Work required »
Pick up the commentary on Sonoma County hiking trails and continue it from its last sentence.

Let me set the tone with the lead paragraphs from a recent Press Democrat editorial item.

"A proposal to build a trail through the Mayacmas Mountains in southeastern Sonoma County is encountering a familiar obstacle: unsubstantiated fear of hikers.

Sonoma County seems to be unique in this phobia. Countless other counties, states and countries have gone to great lengths in this age of environmental enlightenment to create new trails and offer greater opportunities for people to appreciate open space.

But in Sonoma County, trail blazing often gets bogged down by fears of people in hiking boots."

I got to thinking about who are these people who want trails and who are the people who don't want trails on their land.

Surprise! The people who want trails on other peoples land are the same people who don't want to let anyone else into Sonoma County because that might "spoil it". The most vocal group favoring trails is the same group that does everything possible to make it more difficult for anyone else to move to Sonoma County.

These people believe they have found their slice of heaven and don't want it spoiled. If Sonoma County is allowed to grow, they feel it will ruin the ambiance they have grown to love. And, in order to love it and appreciate it more, they want to be able to hike to those places that have remained natural over time or which have open areas from which grand vistas of the county can be seen and admired. Great!

Data records »
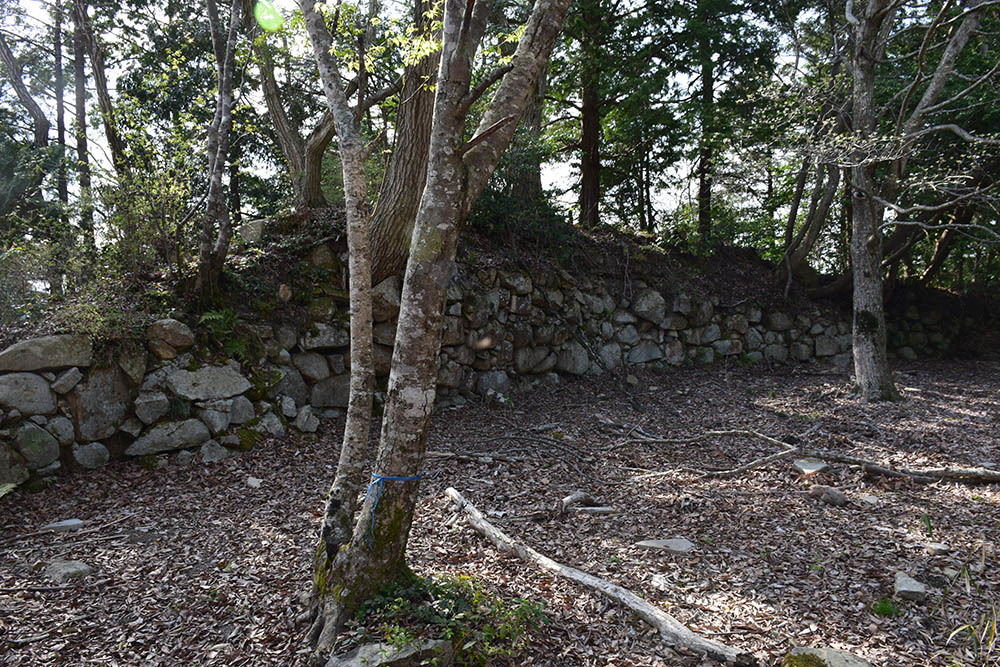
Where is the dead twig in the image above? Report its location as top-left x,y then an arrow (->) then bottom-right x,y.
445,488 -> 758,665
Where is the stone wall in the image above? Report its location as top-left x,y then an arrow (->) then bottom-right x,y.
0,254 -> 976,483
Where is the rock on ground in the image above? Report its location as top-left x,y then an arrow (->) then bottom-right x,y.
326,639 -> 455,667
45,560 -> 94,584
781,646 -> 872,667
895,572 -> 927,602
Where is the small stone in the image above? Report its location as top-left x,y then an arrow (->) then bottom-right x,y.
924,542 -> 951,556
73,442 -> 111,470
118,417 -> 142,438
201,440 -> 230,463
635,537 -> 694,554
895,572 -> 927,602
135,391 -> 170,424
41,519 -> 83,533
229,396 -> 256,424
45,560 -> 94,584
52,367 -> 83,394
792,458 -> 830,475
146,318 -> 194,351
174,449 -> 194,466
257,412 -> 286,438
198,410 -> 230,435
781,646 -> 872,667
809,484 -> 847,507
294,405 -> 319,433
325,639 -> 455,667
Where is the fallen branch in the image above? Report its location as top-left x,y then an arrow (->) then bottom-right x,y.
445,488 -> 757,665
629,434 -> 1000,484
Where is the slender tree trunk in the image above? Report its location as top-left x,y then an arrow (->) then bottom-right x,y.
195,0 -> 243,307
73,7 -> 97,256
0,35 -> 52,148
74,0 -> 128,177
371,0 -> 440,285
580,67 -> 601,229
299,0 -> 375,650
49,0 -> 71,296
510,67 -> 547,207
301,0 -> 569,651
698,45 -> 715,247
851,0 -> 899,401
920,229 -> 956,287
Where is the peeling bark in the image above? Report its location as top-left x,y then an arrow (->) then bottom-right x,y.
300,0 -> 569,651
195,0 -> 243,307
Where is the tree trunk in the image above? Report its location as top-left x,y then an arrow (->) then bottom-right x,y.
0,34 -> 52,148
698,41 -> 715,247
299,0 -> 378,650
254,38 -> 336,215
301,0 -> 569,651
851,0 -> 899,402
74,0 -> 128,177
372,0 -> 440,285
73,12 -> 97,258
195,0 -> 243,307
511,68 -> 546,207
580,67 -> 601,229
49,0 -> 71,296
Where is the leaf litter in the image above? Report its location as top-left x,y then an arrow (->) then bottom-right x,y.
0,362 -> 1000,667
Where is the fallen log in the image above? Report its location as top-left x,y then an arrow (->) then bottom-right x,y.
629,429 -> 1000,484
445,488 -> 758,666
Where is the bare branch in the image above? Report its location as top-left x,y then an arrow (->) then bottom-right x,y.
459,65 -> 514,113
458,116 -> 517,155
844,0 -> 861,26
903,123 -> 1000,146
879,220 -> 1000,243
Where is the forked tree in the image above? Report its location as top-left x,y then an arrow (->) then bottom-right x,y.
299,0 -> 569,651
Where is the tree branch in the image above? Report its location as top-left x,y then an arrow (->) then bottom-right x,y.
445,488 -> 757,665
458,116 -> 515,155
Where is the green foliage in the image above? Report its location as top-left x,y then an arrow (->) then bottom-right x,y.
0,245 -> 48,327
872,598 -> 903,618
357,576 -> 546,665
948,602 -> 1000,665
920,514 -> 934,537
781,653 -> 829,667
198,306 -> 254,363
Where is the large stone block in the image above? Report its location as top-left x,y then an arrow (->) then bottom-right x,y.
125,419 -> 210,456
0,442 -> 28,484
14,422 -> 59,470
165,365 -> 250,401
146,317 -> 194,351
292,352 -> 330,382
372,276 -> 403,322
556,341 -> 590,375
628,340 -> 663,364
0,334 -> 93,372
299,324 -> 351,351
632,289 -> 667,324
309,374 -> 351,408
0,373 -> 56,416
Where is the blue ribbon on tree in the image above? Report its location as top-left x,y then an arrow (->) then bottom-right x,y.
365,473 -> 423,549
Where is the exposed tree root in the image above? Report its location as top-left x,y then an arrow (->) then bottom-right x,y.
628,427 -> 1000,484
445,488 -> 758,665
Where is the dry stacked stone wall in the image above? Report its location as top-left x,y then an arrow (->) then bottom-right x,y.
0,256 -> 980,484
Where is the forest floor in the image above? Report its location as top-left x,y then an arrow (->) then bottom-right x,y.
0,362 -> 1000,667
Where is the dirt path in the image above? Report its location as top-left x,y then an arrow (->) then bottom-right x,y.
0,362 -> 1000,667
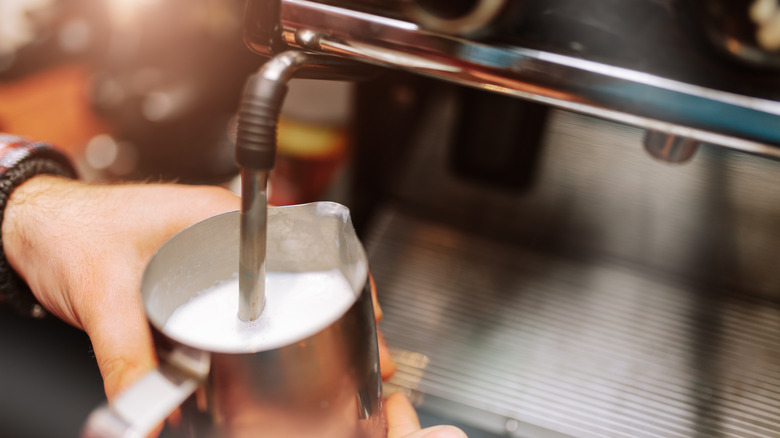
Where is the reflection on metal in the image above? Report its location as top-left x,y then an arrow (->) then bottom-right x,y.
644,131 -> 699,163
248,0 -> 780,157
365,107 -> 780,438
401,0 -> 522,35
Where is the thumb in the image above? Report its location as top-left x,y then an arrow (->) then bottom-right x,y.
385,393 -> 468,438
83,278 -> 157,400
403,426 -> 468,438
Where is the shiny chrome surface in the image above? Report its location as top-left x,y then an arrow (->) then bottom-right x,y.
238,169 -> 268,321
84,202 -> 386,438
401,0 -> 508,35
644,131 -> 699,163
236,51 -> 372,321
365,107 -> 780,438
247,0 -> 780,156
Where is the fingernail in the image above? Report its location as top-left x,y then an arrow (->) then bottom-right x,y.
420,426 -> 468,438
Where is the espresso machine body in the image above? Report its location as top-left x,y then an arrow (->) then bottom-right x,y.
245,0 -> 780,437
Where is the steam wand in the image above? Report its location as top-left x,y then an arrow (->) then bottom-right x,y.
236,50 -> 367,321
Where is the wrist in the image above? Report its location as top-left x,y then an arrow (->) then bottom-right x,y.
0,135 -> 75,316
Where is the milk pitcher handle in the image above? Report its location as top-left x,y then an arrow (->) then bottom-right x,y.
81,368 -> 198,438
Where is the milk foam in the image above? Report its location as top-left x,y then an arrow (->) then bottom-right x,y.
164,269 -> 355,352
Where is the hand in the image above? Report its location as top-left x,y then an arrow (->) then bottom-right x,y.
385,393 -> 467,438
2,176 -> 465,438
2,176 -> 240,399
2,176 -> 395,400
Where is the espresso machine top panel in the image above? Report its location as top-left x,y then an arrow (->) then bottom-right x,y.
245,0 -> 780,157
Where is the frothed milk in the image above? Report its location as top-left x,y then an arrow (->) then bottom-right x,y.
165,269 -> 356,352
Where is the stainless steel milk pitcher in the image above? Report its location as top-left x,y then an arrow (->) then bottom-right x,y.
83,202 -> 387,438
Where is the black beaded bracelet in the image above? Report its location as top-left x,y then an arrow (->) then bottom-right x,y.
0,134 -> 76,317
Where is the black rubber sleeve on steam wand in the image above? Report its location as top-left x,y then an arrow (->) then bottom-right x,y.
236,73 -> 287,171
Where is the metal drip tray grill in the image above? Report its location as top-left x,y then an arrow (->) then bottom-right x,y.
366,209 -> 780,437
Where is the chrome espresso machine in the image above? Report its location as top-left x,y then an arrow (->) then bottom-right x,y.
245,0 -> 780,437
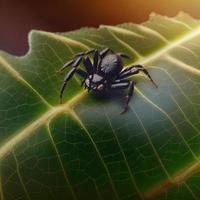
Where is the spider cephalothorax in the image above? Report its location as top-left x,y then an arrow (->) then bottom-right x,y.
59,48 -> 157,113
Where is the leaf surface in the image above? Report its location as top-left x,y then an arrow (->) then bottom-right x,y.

The reply »
But what about these selfish landowners who don't want others tramping all over their land? Well, they also have found their own little piece of heaven and want to preserve it. The idea of strangers wandering around their land at any time doesn't appeal to them.

I can appreciate that. If only one or two strangers a day had the right to pass through my backyard to get to the adjacent creek, that would spoil my enjoyment of my private space. It might also be a little scary in that there is no way to know which random member of the general public is some kind of a nut.

So, what we have is one group of people who have found a nice place to live but don't want anyone else to move here. Also, they think others who own scenic lands should let them have access so that they can enjoy the county even more.

The other group, the owners of the scenic land, feel they have bought and paid for their land and safety and privacy and see no reason to diminish their enjoyment of their land by allowing others to freely use it.

This issue just highlights one situation where we seem unaware that we don't practice what we preach when we want two conflicting things. I'm sure the drivers of the SUV's that disturb me when I'm in a small car can be just as disturbed themselves when boxed in by large trucks. But I'll bet they never think that their choice of vehicles bothers someone else. I'm sure they feel that if people want to drive around in small cars, that's their choice.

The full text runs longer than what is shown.